◆ Text to read ◆
--
The Man from Snowy River: Arena Spectacular is a musical by David Atkins and Ignatius Jones, based on the poem The Man from Snowy River, written by Banjo Paterson.

All poetry narrated in the musical was written by Banjo Paterson, including "Waltzing Matilda" (for which the music was written by M. Cowan).

Bruce Rowland composed the instrumental music for both the 1982 film The Man from Snowy River film and its sequel 1988 film The Man from Snowy River II (American title for the 1988 sequel: "Return to Snowy River").  Rowland composed special arrangements of some of his music for "The Man from Snowy River: Arena Spectacular" musical and also conducted the orchestra.
--
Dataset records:
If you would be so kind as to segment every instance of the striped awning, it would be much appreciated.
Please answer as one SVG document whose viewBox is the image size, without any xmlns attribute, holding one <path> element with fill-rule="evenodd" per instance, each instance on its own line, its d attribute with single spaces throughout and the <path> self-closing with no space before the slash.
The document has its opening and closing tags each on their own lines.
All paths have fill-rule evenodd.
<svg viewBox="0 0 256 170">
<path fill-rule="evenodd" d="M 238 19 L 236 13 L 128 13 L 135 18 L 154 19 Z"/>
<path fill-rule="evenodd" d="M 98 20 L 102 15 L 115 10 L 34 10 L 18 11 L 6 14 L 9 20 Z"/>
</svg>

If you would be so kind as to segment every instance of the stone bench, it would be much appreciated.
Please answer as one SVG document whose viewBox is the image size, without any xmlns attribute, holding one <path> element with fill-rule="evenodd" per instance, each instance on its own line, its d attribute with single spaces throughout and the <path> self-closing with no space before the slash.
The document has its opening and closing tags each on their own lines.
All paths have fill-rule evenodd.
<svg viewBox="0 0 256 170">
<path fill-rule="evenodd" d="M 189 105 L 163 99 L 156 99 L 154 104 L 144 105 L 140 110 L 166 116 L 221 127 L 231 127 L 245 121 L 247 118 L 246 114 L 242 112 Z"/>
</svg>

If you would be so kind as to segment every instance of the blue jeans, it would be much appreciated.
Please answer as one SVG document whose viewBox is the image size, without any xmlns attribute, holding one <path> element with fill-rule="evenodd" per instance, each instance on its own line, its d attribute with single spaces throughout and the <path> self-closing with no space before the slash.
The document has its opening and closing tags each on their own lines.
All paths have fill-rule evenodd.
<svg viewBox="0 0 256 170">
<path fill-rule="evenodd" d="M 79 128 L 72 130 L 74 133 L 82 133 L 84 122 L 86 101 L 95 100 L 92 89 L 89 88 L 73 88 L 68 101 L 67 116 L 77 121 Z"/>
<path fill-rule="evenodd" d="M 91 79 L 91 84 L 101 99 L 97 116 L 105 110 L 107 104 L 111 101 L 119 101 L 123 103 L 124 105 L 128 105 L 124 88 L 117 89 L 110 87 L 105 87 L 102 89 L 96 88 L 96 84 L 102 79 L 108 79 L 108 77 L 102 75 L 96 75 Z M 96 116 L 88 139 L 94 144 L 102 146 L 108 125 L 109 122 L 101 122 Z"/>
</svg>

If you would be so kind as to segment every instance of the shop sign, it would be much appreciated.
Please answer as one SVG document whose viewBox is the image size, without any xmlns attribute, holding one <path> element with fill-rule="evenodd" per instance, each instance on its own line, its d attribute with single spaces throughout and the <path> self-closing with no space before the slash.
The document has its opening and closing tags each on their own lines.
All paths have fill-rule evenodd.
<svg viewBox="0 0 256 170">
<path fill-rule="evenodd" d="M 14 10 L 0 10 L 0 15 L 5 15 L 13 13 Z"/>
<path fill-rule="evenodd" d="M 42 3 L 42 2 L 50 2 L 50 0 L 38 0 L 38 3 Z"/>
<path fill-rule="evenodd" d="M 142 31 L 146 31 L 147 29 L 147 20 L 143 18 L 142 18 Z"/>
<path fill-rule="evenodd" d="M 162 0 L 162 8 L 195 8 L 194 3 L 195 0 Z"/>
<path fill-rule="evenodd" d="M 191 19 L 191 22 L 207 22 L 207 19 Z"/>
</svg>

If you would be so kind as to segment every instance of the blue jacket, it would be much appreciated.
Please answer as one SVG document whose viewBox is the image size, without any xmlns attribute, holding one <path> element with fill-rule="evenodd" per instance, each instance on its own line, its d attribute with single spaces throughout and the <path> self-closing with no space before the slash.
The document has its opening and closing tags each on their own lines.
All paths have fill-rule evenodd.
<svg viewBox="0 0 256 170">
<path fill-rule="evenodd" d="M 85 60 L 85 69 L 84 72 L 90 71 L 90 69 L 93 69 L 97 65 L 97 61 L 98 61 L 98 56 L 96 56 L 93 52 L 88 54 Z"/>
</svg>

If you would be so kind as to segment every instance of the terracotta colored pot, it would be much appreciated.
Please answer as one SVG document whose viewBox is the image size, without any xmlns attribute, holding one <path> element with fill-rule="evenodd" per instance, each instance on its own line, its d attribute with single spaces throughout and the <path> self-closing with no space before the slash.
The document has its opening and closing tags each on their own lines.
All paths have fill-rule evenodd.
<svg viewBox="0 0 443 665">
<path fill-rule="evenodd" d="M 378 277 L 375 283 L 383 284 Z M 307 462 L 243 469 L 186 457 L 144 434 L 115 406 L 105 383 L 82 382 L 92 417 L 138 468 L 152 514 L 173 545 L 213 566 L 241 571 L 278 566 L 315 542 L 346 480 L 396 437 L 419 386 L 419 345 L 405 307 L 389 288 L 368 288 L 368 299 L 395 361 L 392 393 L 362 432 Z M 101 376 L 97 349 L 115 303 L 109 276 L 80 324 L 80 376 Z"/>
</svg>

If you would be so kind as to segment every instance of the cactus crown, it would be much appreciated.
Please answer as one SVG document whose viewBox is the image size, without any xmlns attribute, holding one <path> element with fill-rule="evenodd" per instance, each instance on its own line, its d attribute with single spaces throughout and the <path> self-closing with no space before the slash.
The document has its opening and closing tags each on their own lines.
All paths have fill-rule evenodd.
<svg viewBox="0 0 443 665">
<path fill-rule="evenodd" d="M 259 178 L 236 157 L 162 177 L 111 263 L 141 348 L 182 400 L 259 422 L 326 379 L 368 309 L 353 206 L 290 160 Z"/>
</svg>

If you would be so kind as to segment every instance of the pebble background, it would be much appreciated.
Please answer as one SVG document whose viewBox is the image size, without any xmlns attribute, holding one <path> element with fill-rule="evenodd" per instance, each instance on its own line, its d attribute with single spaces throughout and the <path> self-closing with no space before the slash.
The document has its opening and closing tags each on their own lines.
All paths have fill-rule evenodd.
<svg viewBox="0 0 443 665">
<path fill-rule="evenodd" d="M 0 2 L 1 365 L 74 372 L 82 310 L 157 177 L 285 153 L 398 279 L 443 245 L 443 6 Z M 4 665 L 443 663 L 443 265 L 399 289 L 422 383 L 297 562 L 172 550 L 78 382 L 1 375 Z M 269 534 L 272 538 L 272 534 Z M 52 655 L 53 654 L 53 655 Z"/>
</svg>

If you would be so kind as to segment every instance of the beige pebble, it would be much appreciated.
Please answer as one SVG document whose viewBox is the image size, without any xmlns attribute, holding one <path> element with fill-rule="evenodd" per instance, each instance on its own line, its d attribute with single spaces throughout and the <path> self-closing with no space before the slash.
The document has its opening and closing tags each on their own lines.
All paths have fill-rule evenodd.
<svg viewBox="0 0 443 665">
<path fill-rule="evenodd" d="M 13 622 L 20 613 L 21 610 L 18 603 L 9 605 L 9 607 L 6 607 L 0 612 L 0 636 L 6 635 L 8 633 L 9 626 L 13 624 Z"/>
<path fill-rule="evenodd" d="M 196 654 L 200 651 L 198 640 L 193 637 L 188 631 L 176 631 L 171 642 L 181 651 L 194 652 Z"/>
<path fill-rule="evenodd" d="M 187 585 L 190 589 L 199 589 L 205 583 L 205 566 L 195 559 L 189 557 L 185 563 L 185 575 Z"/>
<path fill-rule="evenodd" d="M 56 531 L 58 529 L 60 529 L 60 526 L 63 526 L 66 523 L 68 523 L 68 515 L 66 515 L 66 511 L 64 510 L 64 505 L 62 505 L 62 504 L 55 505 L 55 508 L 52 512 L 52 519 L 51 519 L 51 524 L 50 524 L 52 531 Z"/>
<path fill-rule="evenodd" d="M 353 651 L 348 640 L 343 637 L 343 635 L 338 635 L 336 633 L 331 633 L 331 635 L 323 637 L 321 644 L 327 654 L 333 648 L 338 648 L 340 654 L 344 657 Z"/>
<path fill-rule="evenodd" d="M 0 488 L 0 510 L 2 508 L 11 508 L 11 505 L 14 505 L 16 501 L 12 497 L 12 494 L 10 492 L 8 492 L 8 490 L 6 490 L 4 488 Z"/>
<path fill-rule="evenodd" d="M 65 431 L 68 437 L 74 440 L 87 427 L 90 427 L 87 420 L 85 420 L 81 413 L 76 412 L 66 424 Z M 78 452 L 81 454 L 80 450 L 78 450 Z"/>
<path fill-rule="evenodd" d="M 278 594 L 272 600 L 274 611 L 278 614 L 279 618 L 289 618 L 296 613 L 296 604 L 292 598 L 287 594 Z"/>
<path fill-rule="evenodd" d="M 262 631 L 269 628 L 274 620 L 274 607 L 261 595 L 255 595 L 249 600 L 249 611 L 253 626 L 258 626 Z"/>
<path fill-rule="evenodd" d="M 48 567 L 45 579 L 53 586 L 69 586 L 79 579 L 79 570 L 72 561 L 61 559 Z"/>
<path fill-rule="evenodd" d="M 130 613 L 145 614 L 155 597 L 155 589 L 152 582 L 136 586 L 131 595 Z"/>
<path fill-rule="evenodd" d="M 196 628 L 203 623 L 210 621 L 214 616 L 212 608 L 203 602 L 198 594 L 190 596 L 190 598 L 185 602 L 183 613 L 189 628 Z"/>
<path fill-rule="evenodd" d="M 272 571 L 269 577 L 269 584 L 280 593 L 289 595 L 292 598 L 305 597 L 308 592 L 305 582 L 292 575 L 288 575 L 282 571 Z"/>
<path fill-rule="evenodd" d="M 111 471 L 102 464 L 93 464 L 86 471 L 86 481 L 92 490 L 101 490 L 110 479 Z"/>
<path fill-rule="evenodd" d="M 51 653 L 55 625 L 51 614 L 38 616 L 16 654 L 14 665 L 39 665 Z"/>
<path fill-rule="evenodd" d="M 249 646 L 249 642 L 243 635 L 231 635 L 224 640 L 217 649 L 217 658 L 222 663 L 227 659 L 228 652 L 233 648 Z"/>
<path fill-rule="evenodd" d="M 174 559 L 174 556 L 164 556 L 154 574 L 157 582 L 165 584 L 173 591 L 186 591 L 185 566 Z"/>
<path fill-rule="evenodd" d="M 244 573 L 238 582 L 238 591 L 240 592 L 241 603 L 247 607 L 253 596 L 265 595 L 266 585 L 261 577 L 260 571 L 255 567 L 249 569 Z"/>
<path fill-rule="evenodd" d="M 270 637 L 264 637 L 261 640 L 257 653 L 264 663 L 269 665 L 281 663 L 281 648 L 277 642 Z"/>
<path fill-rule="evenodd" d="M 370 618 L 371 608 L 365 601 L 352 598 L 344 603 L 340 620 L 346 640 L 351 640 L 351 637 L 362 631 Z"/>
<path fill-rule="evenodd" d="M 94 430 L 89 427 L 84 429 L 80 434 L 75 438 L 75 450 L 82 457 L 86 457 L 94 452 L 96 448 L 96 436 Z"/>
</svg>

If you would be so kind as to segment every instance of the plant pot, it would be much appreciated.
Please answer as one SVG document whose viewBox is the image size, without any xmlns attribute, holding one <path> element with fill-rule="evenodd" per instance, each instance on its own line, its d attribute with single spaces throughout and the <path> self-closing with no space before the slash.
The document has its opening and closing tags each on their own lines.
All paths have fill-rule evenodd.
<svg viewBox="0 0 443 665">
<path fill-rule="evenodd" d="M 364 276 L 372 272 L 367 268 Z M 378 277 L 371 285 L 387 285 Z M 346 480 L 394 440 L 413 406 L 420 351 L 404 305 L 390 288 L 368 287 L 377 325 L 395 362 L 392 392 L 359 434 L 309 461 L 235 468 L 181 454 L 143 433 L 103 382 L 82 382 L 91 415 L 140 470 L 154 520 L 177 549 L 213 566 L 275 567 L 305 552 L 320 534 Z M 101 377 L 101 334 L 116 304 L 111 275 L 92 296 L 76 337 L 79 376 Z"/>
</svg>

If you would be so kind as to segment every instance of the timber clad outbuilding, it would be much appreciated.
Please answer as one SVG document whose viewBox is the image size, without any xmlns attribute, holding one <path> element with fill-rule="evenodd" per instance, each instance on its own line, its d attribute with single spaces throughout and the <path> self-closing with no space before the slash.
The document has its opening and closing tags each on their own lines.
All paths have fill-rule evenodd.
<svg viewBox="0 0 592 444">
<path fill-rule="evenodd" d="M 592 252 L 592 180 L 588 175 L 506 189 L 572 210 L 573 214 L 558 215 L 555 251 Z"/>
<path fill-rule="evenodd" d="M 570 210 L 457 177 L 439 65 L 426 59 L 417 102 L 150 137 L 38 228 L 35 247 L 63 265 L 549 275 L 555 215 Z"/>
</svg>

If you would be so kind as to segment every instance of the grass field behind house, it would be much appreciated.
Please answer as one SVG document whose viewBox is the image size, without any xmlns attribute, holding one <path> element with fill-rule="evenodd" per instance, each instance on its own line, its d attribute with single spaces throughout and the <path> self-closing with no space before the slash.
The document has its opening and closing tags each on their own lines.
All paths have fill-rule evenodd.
--
◆ Task ◆
Write out the passage from the text about the Snowy River musical, starting with "The Man from Snowy River: Arena Spectacular is" and going on through "conducted the orchestra.".

◆ Exercise result ◆
The Man from Snowy River: Arena Spectacular is a musical by David Atkins and Ignatius Jones, based on the poem The Man from Snowy River, written by Banjo Paterson.

All poetry narrated in the musical was written by Banjo Paterson, including "Waltzing Matilda" (for which the music was written by M. Cowan).

Bruce Rowland composed the instrumental music for both the 1982 film The Man from Snowy River film and its sequel 1988 film The Man from Snowy River II (American title for the 1988 sequel: "Return to Snowy River").  Rowland composed special arrangements of some of his music for "The Man from Snowy River: Arena Spectacular" musical and also conducted the orchestra.